Beaucoup plus rarement, d’autres portions intestinales peuvent s’accrocher sur le ligament néphrosplénique. Plusieurs cas ont été décrits pour des portions de côlon flottant [8] et d’intestin grêle [5, 10]. La compression des anses intestinales déplacées dans l’espace néphrosplénique va être à l’origine de coliques d’expression très variable chez le cheval.

Épidémiologie

L’accrochement néphrosplénique est une cause de coliques non négligeable chez le cheval. Il représente environ 2,5 % des cas de coliques admis dans une structure hospitalière comme l’Ecole vétérinaire de Bâton Rouge, en Louisiane (États-Unis) [5] et 1,3 % du nombre total des cas de coliques sur une population de 300 chevaux militaires au Centre Sportif d’Equitation Militaire de Fontainebleau sur une période de sept ans comprise entre 1995 et 2001.

Entrées extraites d'une collection
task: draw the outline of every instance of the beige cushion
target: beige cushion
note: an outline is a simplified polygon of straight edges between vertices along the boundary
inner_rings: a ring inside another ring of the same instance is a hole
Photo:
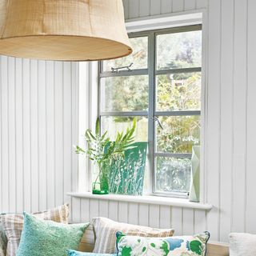
[[[2,228],[2,225],[0,222],[0,256],[6,256],[7,246],[7,238],[6,232]]]
[[[94,233],[93,230],[93,226],[90,223],[90,226],[86,228],[85,234],[83,234],[78,251],[83,252],[92,252],[94,248]],[[1,255],[0,255],[1,256]]]
[[[68,223],[69,207],[67,204],[48,210],[43,212],[33,214],[45,220],[52,220],[56,222]],[[15,256],[23,228],[22,214],[2,214],[1,222],[6,232],[7,242],[7,256]]]
[[[148,226],[114,222],[106,218],[94,218],[92,220],[96,236],[94,253],[114,254],[116,251],[116,233],[122,231],[129,235],[142,237],[170,237],[173,229],[154,229]]]
[[[230,248],[230,256],[255,256],[256,234],[231,233]]]

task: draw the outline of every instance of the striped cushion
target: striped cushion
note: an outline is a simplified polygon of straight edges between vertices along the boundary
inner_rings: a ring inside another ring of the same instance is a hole
[[[33,214],[45,220],[52,220],[56,222],[67,224],[69,206],[65,204],[52,210]],[[1,222],[8,239],[6,256],[15,256],[23,229],[23,215],[2,214]]]
[[[117,231],[142,237],[170,237],[174,232],[173,229],[154,229],[148,226],[116,222],[101,217],[93,218],[92,223],[96,235],[94,253],[98,254],[114,254],[117,251]]]

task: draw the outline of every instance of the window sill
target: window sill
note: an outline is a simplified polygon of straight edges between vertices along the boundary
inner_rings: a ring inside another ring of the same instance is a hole
[[[128,202],[147,203],[153,205],[170,206],[182,208],[199,209],[204,210],[210,210],[213,206],[201,202],[193,202],[187,199],[174,198],[167,197],[158,197],[154,195],[132,196],[121,194],[93,194],[91,192],[70,192],[68,195],[74,198],[91,198],[109,201],[122,201]]]

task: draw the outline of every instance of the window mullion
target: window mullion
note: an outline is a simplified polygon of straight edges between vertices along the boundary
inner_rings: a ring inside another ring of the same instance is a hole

Exercices proposés:
• A. Recopiez mot pour mot l'extrait sur l'accrochement néphrosplénique, depuis « L’accrochement néphrosplénique est » jusqu'à « 1995 et 2001. ».
• B. D'après l'extrait sur l'accrochement néphrosplénique, quelle part des cas de coliques admis à l'École vétérinaire de Bâton Rouge cette affection représente-t-elle ?
• C. Reprenez l'extrait sur l'accrochement néphrosplénique là où il s'arrête et poursuivez-le.
Les données proviennent d'une source distincte de l'extrait.

Corrigé par exercice:
• A.
L’accrochement néphrosplénique est une cause de coliques non négligeable chez le cheval. Il représente environ 2,5 % des cas de coliques admis dans une structure hospitalière comme l’Ecole vétérinaire de Bâton Rouge, en Louisiane (États-Unis) [5] et 1,3 % du nombre total des cas de coliques sur une population de 300 chevaux militaires au Centre Sportif d’Equitation Militaire de Fontainebleau sur une période de sept ans comprise entre 1995 et 2001.

• B. Environ 2,5 % des cas de coliques admis.

• C.
L’âge ne semble pas avoir une grande influence. La majorité des chevaux sont d’un âge moyen situé autour de six ans [1, 35].

En revanche, le sexe semble plus important, car cette affection est plus fréquente chez les hongres et chez les mâles que chez les juments [14, 19].

La taille serait un facteur prédisposant, le risque augmentant avec la taille [16].

L’influence de la race, bien que suggérée dans certaines études, semble discutable car la répartition de chaque race dans la population locale doit être prise en compte [1, 5].

Étiopathogénie

L’étiologie précise de l’accrochement néphrosplénique n’est pas encore connue. Le déplacement du côlon ventral et dorsal gauche le long de la paroi abdominale gauche pourrait être favorisé par des perturbations de la motilité intestinale et par l’accumulation de gaz dans le côlon, notamment dans le côlon ventral gauche lors d’impaction de la courbure pelvienne. Une distension de l’estomac pourrait également déplacer la rate ventromédialement, créant ainsi un espace entre la rate et la paroi abdominale favorisant la migration dorsale du côlon [5, 16, 37]. Les cas décrits par certains auteurs d’entrappement incomplet avec la présence du côlon entre la rate et la paroi abdominale gauche sembleraient conforter cette hypothèse [11, 16].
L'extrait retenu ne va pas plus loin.